Kerjakan Berikut: Tukar "innermost_point" dengan "center_point" mulai dari baris yang memuat "[spot] the cheek -- a pin for each instance." sampai dengan baris yang memuat "pixel 157 768". Tuliskan kembali hanya baris-baris tersebut tanpa perubahan lain.

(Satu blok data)
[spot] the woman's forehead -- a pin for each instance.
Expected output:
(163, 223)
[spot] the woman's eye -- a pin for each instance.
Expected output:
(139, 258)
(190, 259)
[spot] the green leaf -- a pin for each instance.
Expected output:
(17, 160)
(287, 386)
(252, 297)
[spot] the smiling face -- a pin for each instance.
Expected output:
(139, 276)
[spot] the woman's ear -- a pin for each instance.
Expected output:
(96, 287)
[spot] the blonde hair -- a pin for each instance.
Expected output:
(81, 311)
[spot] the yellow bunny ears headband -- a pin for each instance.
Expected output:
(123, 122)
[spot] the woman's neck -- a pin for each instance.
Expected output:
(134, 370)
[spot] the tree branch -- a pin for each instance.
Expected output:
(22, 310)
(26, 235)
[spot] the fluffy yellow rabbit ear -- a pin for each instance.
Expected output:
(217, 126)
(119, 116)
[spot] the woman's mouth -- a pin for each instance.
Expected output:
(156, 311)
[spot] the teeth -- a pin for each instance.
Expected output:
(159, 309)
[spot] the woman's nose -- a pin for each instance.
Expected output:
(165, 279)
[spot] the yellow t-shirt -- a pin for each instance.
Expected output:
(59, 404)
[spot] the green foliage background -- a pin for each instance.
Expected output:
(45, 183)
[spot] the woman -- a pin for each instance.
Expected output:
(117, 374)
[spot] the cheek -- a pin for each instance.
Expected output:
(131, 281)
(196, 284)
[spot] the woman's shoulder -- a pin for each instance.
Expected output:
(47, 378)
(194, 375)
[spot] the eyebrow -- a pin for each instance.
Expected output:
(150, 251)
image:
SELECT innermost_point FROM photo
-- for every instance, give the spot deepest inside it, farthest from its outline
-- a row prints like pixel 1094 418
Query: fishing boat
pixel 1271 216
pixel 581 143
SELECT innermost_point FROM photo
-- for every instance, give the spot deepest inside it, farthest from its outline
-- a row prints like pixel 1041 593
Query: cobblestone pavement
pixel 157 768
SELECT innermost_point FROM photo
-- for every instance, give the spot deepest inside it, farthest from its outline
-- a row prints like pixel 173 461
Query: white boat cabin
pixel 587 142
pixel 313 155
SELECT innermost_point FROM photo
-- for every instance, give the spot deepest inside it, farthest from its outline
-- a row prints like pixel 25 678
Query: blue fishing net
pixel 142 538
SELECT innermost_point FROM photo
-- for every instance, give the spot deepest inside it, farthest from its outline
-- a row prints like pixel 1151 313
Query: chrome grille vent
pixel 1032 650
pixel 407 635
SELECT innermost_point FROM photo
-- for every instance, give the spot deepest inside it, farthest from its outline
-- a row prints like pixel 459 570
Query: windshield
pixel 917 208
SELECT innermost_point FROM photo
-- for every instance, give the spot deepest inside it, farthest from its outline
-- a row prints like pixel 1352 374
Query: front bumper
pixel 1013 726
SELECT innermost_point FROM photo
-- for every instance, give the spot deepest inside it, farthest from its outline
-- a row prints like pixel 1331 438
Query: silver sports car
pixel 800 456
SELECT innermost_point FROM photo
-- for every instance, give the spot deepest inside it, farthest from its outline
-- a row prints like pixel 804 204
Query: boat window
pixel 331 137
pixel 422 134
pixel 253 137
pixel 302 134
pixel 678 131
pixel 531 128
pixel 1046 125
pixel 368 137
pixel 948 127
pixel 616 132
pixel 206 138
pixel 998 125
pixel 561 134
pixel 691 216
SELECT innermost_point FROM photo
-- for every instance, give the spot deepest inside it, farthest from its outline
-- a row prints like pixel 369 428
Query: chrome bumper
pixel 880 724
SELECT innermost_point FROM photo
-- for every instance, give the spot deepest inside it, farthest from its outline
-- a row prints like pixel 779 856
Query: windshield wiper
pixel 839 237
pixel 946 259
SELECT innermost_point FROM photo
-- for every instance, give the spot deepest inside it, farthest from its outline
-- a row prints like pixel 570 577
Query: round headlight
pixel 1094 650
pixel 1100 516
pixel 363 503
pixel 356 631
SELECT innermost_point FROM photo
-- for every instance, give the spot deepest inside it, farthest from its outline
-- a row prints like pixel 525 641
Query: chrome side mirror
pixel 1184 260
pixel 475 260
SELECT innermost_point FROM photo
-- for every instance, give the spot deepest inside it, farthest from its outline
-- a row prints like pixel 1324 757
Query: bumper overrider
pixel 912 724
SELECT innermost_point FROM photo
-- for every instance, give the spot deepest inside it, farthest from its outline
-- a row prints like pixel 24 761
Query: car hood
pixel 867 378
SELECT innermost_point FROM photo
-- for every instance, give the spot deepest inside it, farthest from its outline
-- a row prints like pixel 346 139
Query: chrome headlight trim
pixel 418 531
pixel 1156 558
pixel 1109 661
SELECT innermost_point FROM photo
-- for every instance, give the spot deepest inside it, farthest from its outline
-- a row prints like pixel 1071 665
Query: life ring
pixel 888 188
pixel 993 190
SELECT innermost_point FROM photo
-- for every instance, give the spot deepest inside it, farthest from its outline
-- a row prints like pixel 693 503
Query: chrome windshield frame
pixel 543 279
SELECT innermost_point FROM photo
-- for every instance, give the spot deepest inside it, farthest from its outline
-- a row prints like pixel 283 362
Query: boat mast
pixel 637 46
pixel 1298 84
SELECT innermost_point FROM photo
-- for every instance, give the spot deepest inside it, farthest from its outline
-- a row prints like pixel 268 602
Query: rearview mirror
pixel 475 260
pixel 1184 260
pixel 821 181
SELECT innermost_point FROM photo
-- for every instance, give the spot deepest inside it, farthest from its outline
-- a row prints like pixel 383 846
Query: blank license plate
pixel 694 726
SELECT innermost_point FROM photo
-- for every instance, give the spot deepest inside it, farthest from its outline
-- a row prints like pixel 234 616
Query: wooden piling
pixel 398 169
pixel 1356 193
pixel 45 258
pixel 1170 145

Penyelesaian Latihan:
[spot] the cheek -- a pin for each instance.
Expected output:
(131, 281)
(196, 284)
[spot] the woman's shoulder -- a pin for each instance.
Expected output:
(47, 378)
(194, 375)
[spot] the eyebrow -- a pin for each instance.
Expected output:
(150, 251)
image:
SELECT center_point FROM photo
-- for every instance, give the spot deepest inside it, farthest from its outline
-- a row prints like pixel 1094 418
Query: fishing boat
pixel 1271 216
pixel 581 143
SELECT center_point FROM photo
-- for every instance, give the spot deepest inside it, farthest from its outline
-- a row prints like pixel 1041 593
Query: cobblestone pavement
pixel 157 768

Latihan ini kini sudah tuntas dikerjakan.